Below are some entries. Copy each line that holds the string "jersey".
:: TASK INPUT ::
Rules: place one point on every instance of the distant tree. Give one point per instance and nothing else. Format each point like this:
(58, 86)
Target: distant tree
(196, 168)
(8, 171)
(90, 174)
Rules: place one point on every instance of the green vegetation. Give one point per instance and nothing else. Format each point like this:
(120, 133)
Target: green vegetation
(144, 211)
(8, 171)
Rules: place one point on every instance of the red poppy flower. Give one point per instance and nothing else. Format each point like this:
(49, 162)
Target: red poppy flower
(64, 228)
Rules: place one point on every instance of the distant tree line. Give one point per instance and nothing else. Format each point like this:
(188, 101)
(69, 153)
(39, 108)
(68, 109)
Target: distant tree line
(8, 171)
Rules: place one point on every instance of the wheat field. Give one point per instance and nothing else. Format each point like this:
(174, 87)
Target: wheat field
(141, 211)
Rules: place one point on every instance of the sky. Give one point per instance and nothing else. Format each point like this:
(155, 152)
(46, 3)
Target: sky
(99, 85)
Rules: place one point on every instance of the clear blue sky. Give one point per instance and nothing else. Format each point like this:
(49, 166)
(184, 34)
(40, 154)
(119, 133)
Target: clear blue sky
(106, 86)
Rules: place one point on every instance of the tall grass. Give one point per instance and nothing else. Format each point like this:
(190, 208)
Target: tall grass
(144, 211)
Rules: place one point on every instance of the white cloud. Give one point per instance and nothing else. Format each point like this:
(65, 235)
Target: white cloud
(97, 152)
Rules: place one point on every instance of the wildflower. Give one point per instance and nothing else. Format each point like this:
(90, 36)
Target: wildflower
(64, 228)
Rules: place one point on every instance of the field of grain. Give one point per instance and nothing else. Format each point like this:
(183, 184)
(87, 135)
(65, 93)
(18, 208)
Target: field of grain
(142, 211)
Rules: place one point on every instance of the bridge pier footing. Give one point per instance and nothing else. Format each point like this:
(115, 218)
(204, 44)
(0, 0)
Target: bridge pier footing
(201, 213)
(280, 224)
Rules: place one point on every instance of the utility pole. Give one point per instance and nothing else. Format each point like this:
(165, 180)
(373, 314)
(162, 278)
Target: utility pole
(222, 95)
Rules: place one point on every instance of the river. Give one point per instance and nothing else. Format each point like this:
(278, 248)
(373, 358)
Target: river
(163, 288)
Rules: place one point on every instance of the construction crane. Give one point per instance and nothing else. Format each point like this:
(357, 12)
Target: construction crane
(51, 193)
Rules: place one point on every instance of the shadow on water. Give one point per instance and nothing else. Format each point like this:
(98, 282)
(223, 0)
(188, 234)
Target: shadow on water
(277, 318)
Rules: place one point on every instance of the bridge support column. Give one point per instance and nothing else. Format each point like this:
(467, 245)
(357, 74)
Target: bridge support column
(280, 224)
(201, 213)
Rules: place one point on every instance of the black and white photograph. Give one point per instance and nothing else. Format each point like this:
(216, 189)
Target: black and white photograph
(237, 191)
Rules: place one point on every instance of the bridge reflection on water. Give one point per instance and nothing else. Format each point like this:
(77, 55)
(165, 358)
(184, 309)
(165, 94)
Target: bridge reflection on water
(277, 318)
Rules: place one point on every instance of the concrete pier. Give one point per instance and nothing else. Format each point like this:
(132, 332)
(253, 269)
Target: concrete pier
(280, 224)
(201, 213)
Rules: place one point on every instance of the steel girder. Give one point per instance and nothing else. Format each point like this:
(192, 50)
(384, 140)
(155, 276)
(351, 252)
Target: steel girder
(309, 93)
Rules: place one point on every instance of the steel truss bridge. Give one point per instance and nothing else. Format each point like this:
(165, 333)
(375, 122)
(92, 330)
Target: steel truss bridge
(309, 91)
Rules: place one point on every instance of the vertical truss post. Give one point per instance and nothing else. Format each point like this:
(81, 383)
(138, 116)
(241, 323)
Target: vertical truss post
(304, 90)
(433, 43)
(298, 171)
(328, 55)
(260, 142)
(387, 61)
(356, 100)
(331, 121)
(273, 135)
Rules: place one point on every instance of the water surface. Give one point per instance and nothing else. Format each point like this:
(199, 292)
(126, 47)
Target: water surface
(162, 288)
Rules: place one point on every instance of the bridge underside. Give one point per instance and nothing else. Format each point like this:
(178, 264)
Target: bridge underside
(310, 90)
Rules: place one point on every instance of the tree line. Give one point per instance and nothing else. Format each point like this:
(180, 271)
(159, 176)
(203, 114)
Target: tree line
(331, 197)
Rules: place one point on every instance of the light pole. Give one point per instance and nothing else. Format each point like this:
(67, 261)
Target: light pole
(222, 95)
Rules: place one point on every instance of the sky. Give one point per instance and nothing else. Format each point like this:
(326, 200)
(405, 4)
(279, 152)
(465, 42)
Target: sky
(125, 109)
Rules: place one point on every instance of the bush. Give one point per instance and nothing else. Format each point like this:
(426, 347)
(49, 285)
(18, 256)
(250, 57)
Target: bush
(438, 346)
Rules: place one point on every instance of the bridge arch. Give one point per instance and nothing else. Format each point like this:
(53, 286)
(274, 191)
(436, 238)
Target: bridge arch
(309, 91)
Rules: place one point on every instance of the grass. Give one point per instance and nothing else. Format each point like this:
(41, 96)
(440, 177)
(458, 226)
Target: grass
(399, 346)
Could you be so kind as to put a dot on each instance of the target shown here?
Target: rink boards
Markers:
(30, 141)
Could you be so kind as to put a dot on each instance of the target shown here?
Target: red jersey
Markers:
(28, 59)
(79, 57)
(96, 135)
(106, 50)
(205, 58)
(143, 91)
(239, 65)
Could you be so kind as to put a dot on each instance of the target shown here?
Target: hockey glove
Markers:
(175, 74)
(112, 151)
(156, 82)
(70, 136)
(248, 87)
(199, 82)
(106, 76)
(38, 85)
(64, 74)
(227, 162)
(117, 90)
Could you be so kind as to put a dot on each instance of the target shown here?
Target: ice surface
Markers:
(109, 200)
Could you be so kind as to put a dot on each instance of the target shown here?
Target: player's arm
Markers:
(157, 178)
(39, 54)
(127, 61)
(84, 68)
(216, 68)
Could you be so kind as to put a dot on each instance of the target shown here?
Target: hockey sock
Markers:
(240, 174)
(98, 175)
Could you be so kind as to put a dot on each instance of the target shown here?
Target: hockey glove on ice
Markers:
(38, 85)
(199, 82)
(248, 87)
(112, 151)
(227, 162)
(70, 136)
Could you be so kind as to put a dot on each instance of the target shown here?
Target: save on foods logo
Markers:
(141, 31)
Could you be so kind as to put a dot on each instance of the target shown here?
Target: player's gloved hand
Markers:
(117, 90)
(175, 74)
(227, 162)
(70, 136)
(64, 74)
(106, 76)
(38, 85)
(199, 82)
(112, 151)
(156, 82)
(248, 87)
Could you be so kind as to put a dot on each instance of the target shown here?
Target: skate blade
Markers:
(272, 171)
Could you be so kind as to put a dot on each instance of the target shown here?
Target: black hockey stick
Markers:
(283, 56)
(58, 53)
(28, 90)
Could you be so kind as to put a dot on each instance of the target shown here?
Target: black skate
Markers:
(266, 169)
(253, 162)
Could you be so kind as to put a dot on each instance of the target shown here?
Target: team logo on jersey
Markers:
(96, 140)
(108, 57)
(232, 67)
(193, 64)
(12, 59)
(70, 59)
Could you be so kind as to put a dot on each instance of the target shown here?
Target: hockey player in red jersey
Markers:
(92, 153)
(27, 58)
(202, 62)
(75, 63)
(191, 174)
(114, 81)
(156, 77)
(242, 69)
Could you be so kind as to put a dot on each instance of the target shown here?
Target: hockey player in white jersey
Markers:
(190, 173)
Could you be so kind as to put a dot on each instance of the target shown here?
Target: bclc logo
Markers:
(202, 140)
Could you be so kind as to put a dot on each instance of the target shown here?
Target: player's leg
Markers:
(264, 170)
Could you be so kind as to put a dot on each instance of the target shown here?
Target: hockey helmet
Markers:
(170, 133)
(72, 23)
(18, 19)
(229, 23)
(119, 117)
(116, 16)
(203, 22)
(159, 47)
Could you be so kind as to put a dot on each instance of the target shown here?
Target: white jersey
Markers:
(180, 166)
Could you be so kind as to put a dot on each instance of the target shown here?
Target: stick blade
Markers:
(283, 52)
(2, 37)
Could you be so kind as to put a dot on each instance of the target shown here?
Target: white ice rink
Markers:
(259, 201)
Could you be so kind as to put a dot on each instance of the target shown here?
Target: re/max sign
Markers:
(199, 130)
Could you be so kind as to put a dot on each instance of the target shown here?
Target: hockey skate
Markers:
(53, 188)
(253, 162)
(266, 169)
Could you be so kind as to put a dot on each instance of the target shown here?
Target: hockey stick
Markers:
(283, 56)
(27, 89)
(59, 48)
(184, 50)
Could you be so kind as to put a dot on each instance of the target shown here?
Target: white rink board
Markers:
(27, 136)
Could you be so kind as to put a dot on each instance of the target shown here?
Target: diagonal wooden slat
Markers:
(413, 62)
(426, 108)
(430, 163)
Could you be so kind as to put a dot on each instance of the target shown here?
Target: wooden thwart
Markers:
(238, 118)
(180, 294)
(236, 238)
:::
* **TASK SOLUTION**:
Target: red jersey
Target: team logo on jersey
Target: hockey player in red jersey
Target: hockey player in white jersey
Target: white jersey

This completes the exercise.